## SUPPLIED TEXT:

************

Killing for All the Right Reasons in 'God Bless America'

Frank (Joel Murray) is an outcast. We first meet this divorced, fiftyish, glumly alcoholic white-collar worker—the protagonist of Bobcat Goldthwait's God Bless America—on one of his sleepless nights, entertaining homicidal fantasies about the couple next door. “They're incapable of comprehending that their actions affect other people,” he muses, before another night in front of the TV, staring at uncivil reality programs and energy-drink ads with the same glassy eyes that Travis Bickle once cast over American Bandstand.

In the next few days, Frank will lose his job, become completely estranged from his young daughter and be diagnosed with brain cancer. It's like a nihilistic parody of Akira Kurosawa's 1952 Ikiru, in which a fatally ill, unloved middle-age bureaucrat, played by Takashi Shimura, is forced to find meaning in what life he has left. Shimura's character exchanges a wasted life for selfless action, turning a cesspool into a public playground; Frank, however, decides to waste those responsible for the cesspool that America has become—starting with an ungrateful brat he sees on a program that's clearly based on MTV's My Super Sweet 16.

************

## ENTRIES PROVIDED:
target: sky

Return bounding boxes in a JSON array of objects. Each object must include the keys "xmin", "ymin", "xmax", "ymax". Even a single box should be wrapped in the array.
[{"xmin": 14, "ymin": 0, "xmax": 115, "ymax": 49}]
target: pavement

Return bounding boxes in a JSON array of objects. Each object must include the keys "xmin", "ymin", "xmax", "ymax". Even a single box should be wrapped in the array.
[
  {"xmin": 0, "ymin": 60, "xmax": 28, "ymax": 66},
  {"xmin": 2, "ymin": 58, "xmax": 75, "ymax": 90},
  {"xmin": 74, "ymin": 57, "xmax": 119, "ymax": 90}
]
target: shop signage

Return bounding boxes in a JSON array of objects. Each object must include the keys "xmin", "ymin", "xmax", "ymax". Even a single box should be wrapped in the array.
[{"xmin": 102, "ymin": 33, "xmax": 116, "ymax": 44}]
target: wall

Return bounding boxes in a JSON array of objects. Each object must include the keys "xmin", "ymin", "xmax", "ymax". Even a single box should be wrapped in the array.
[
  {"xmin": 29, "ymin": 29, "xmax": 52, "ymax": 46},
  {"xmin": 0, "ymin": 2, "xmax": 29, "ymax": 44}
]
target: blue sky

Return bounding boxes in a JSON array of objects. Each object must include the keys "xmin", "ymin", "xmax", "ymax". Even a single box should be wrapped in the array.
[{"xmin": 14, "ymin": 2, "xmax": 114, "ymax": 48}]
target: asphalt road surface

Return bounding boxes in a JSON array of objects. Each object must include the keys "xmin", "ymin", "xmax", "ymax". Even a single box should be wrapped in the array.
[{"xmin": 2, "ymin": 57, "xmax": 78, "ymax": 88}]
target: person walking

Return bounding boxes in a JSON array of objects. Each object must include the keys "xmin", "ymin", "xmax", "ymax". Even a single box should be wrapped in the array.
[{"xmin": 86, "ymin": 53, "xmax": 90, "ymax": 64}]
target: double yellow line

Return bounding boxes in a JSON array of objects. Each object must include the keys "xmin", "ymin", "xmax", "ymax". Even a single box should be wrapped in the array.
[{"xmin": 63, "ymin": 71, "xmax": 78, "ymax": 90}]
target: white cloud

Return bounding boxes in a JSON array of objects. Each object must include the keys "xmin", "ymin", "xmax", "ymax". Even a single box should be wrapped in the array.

************

## TASK OBJECTIVE:
Answer these questions from the film review:
(a) Which actor plays Frank?
(b) What is the title of the 1952 Akira Kurosawa film mentioned?
(c) What does Takashi Shimura's character turn a cesspool into?
The data has no connection to the film review.

## EXERCISE RESPONSE:
(a) Joel Murray
(b) Ikiru
(c) A public playground